▶ OBJECTIVE
Write out the whole listing again, exactly.

— BEGIN SUPPLIED DATA —

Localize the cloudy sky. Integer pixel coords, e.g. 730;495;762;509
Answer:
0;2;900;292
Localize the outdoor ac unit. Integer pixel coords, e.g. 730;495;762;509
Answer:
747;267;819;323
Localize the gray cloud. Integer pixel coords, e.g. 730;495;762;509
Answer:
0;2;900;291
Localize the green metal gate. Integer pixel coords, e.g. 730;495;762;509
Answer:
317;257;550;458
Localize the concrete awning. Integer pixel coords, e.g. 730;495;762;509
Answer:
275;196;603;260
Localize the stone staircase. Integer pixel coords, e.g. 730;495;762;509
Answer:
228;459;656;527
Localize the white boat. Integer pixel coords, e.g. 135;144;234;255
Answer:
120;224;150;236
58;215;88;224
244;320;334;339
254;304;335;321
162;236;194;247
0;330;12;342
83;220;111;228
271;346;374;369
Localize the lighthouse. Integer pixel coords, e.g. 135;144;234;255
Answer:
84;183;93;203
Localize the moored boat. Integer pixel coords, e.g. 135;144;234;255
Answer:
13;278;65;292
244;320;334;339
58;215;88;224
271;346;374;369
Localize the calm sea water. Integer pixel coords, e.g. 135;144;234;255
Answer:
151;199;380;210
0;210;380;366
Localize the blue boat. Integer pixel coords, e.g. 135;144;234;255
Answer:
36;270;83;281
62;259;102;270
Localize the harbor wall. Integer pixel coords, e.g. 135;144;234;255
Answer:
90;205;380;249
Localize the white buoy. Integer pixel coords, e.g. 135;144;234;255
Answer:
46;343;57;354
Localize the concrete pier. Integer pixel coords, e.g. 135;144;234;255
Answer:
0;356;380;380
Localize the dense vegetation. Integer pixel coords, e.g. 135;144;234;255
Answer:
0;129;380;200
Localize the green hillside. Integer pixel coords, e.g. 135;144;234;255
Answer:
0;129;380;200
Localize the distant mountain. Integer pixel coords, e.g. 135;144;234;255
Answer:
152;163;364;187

— END SUPPLIED DATA —

▶ RESPONSE FOR THIS EXERCISE
Localize the cloudy sky. Integer pixel coords, e.g. 730;495;762;509
Answer:
0;2;900;292
Localize the outdoor ac unit. Integer pixel coords, e.g. 730;495;762;509
Answer:
747;267;819;323
Localize the gray cloud. Integer pixel coords, e.g. 730;495;762;509
Answer:
0;2;900;291
Localize the green metal gate. Integer pixel coords, e.g. 730;495;762;509
Answer:
317;257;550;458
Localize the concrete awning. Integer pixel coords, e.g. 730;495;762;509
Answer:
275;196;603;260
Localize the stone staircase. Integer pixel coords, e.g. 730;495;762;509
Answer:
228;459;656;527
Localize the white boat. Integer pixel coords, e.g. 135;144;234;255
Answer:
120;224;150;236
58;215;88;224
244;320;334;339
254;304;335;321
162;236;194;247
0;330;12;342
83;220;111;228
271;346;374;369
Localize the lighthouse. Integer pixel coords, e.g. 135;144;234;255
Answer:
84;183;93;203
Localize the moored boat. Integer pixel coords, e.g. 135;144;234;255
Answer:
13;278;65;292
244;320;334;339
58;215;88;224
271;346;374;369
Localize the calm sea water. Integer pixel coords, e.g. 135;144;234;255
Answer:
151;199;380;210
0;210;380;366
Localize the blue boat. Integer pixel coords, e.g. 135;144;234;255
Answer:
36;270;83;281
62;259;102;270
Localize the harbor wall. Integer pixel coords, e.g. 135;144;234;255
Answer:
90;205;380;249
Localize the white buoy. Integer pixel coords, e.g. 135;144;234;255
Answer:
46;343;57;354
Localize the concrete pier. Integer pixel coords, e.g. 135;144;234;255
Answer:
0;356;380;380
Localize the dense vegetation. Integer pixel coords, e.g. 135;144;234;255
Answer:
0;129;380;200
Localize the green hillside. Integer pixel coords, e.g. 135;144;234;255
Answer:
0;129;380;200
Localize the distant mountain. Integer pixel coords, e.g. 135;144;234;255
Answer:
152;163;364;187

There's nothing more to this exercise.